**Exercise aim:** Pictures are to be left out, and only the lines from the one containing "beige stucco neighboring" through the last line of the data are to be returned exactly.

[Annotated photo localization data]
******

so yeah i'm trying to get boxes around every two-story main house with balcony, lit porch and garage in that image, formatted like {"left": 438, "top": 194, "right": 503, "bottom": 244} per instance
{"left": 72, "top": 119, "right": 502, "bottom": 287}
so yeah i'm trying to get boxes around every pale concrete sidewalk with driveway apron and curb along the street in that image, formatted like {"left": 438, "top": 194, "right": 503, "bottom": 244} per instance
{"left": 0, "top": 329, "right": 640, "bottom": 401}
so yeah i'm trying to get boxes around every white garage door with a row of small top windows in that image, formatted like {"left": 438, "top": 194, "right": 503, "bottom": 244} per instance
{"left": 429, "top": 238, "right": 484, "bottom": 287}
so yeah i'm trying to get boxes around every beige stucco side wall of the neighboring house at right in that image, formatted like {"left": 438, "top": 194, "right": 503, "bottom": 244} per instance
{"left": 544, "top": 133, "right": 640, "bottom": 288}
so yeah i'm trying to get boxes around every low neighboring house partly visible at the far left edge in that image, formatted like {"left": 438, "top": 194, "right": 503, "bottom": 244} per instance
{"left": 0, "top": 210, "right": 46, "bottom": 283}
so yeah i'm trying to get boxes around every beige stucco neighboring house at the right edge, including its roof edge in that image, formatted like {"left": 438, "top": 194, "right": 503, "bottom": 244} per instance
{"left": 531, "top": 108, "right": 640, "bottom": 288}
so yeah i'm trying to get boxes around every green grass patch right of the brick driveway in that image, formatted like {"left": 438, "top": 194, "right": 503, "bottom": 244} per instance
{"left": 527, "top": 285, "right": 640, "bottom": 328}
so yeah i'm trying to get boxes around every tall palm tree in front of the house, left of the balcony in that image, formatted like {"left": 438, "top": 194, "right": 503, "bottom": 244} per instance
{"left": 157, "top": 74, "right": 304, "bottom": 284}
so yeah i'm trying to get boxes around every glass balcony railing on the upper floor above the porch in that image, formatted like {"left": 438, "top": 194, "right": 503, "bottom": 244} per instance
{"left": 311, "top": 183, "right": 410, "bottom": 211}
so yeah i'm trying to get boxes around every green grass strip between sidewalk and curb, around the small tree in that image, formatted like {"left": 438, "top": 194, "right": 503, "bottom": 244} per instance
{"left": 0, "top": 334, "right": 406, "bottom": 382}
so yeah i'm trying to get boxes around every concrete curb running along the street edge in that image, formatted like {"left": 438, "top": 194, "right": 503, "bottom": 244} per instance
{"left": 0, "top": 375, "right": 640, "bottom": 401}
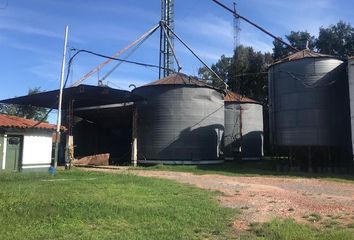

******

**Completed task:**
so yeah i'm trying to get boxes around every beige stucco neighboring house at the right edge, including its roof edge in that image, formatted like {"left": 438, "top": 194, "right": 503, "bottom": 244} per instance
{"left": 531, "top": 108, "right": 640, "bottom": 288}
so yeah i'm trying to get boxes around every green grass patch right of the brick driveway in that image, formatted like {"left": 438, "top": 194, "right": 503, "bottom": 244} per instance
{"left": 527, "top": 285, "right": 640, "bottom": 328}
so yeah i'm trying to get boxes around every tall palm tree in front of the house, left of the balcony in that image, formatted like {"left": 438, "top": 194, "right": 503, "bottom": 244} per instance
{"left": 157, "top": 74, "right": 304, "bottom": 284}
so yeah i'm trying to get boxes around every glass balcony railing on the upper floor above the porch in that image, formatted like {"left": 438, "top": 194, "right": 503, "bottom": 244} per instance
{"left": 311, "top": 183, "right": 410, "bottom": 211}
so yeah i'm trying to get boxes around every green grass strip between sidewalk and curb, around the small tree in that image, formatted like {"left": 438, "top": 194, "right": 503, "bottom": 244} per instance
{"left": 0, "top": 334, "right": 406, "bottom": 382}
so yeah i'm trying to get boxes around every concrete curb running along the street edge in that image, formatted like {"left": 438, "top": 194, "right": 503, "bottom": 244} per instance
{"left": 0, "top": 375, "right": 640, "bottom": 401}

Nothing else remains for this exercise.